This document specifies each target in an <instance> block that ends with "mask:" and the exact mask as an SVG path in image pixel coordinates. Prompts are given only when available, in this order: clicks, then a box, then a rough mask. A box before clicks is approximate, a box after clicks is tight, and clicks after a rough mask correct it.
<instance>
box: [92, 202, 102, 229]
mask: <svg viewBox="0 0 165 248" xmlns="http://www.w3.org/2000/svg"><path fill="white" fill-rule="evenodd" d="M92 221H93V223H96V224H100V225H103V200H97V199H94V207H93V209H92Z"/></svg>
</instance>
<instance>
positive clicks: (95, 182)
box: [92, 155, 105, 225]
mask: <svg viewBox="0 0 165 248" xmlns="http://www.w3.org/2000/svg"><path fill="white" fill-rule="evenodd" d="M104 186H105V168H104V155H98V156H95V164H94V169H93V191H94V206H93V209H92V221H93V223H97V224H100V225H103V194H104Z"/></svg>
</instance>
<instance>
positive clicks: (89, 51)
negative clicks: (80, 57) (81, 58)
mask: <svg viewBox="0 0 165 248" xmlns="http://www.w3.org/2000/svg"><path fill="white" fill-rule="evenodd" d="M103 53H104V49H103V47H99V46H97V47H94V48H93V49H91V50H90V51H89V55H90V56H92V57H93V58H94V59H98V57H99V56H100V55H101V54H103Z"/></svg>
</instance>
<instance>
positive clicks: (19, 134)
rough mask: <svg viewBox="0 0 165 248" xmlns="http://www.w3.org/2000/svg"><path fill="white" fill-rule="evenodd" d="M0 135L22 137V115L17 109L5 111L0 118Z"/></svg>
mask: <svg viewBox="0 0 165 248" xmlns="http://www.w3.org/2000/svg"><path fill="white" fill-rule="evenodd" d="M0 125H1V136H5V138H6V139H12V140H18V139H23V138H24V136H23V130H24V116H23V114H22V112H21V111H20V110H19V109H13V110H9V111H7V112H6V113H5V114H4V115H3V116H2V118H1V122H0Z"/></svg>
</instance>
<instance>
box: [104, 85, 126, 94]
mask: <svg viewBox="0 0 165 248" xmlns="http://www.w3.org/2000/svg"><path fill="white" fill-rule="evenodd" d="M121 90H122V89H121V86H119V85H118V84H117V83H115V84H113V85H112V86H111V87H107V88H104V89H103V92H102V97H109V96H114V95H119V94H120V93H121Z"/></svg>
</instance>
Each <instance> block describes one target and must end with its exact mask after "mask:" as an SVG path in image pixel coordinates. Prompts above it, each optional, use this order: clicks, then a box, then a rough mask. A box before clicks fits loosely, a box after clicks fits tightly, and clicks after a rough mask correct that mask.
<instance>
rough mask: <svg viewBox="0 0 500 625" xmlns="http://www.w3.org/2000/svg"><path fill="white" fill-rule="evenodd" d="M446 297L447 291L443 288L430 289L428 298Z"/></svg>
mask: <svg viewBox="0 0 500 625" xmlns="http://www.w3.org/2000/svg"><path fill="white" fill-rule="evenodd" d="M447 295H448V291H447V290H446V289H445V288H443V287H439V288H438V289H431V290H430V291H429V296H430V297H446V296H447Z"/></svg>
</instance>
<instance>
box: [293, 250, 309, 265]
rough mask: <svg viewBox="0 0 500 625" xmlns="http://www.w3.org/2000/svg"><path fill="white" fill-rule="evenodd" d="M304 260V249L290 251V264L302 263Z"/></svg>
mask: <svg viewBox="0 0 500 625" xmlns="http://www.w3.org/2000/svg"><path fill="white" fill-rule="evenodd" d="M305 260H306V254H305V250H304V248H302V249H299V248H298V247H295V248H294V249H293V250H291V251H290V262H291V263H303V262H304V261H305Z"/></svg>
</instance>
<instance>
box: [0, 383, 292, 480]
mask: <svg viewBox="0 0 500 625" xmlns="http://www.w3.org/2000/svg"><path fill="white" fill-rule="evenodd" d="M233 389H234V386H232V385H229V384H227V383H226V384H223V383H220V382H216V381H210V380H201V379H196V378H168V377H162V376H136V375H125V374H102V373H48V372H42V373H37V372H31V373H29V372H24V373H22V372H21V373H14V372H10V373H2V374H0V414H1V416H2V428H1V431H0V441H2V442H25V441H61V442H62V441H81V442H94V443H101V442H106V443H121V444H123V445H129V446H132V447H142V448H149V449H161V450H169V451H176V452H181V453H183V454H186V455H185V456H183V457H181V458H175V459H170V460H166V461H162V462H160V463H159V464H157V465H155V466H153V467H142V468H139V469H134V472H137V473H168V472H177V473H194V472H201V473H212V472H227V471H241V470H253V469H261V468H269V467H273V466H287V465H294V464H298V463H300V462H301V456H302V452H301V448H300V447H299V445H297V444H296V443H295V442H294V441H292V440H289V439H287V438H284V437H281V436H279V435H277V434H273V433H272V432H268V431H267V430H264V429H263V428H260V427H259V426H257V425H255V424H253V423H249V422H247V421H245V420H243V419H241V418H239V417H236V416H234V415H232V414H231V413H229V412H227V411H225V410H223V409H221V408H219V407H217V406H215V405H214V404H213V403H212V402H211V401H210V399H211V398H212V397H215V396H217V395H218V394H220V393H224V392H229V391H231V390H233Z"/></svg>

○ ○ ○ ○ ○ ○ ○

GOAL OF THE EXERCISE: Pull every line containing "positive" out of the entries.

WRITTEN RESPONSE:
positive clicks: (95, 182)
positive clicks: (89, 51)
positive clicks: (19, 134)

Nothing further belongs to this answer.